**To do**
Write back every record verbatim.

Natural language region descriptions:

*** Begin section ***

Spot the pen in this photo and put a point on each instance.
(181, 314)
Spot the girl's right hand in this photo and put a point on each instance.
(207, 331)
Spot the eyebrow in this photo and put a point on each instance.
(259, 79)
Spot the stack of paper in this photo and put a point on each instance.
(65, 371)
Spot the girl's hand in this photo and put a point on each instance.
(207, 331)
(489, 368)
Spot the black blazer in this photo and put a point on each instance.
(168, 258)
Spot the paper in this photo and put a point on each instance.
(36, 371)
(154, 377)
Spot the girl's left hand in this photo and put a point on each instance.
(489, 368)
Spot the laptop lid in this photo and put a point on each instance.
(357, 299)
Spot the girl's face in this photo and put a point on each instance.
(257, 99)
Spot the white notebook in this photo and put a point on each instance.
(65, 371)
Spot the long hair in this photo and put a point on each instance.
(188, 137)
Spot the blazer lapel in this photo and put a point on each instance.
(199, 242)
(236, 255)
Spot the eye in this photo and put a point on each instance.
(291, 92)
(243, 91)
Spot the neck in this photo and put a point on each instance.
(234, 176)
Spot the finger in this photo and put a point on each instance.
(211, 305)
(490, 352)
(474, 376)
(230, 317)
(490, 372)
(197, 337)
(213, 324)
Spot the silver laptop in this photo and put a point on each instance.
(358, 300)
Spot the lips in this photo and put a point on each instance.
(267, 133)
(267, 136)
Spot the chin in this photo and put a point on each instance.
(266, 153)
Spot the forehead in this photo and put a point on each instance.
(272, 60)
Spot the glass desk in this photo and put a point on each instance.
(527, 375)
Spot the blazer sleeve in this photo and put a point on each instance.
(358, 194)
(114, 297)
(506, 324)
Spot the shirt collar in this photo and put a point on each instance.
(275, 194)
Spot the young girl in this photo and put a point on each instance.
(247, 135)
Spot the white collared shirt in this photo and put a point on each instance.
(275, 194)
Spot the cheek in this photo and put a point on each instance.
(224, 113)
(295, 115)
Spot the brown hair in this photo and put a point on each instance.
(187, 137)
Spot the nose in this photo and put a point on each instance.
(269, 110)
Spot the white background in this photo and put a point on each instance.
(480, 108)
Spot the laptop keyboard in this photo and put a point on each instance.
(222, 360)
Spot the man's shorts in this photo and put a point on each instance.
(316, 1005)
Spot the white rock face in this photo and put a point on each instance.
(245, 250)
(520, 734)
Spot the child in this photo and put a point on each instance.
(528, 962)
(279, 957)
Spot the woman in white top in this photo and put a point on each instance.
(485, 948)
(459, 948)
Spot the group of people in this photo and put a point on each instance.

*** End section ***

**Output of the task**
Spot the pen in this photo and put a point on each instance.
(181, 314)
Spot the girl's right hand in this photo and put a point on each instance.
(207, 331)
Spot the eyebrow in this photo and put a point on each instance.
(259, 79)
Spot the stack of paper in this photo and put a point on each instance.
(65, 371)
Spot the girl's hand in this photo and put a point on each instance.
(207, 331)
(489, 368)
Spot the black blazer in this photo and put a point on each instance.
(168, 258)
Spot the paper in this photo and put a point on each instance.
(36, 371)
(154, 377)
Spot the girl's left hand in this photo and put a point on each instance.
(489, 368)
Spot the laptop lid in this photo and put a point on each instance.
(357, 299)
Spot the girl's face in this photo and put a point on each instance.
(257, 99)
Spot the white notebook in this photo and put a point on each instance.
(65, 371)
Spot the long hair in this photo and put a point on each instance.
(188, 137)
Spot the blazer lapel in this photo and put a point on each instance.
(199, 242)
(236, 255)
Spot the eye in this photo and put a point on each instance.
(291, 92)
(243, 91)
Spot the neck in this photo and put a point on each instance.
(234, 176)
Spot the finger in this photo and put a point on each instance.
(211, 305)
(490, 352)
(474, 376)
(230, 317)
(490, 372)
(197, 337)
(213, 324)
Spot the silver laptop in this photo and put a point on each instance.
(358, 300)
Spot the lips in this photo and put a point on each instance.
(267, 133)
(267, 136)
Spot the chin in this photo and put a point on each instance.
(266, 153)
Spot the forehead in this photo and put a point on each instance.
(272, 60)
Spot the glass desk in this photo and put a point on each instance.
(527, 375)
Spot the blazer sleeve in this photo and put a point on each instance.
(358, 194)
(114, 297)
(506, 324)
Spot the shirt collar in this photo and put a point on each instance.
(275, 194)
Spot the young girl in this photo and put a point on each instance.
(247, 135)
Spot the white collared shirt in this photo and put a point on each instance.
(275, 194)
Spot the cheek in this photo and put a point on each instance.
(224, 113)
(295, 115)
Spot the brown hair in this photo and put a point on each instance.
(187, 137)
Spot the nose in this photo and put a point on each instance.
(269, 110)
Spot the white background in this photo and put a point on each instance.
(480, 108)
Spot the laptop keyboard in this photo and put a point on each instance.
(222, 360)
Spot the man's shorts in this photo and put a point on each instance.
(316, 1005)
Spot the white rock face in this photo and put a point on each instance.
(245, 250)
(520, 734)
Spot the child in this photo and put a point on each instance.
(528, 962)
(279, 957)
Spot the woman in white top in this photo and put a point on each instance.
(485, 948)
(459, 948)
Spot the group of people in this photo and put a point on each instance.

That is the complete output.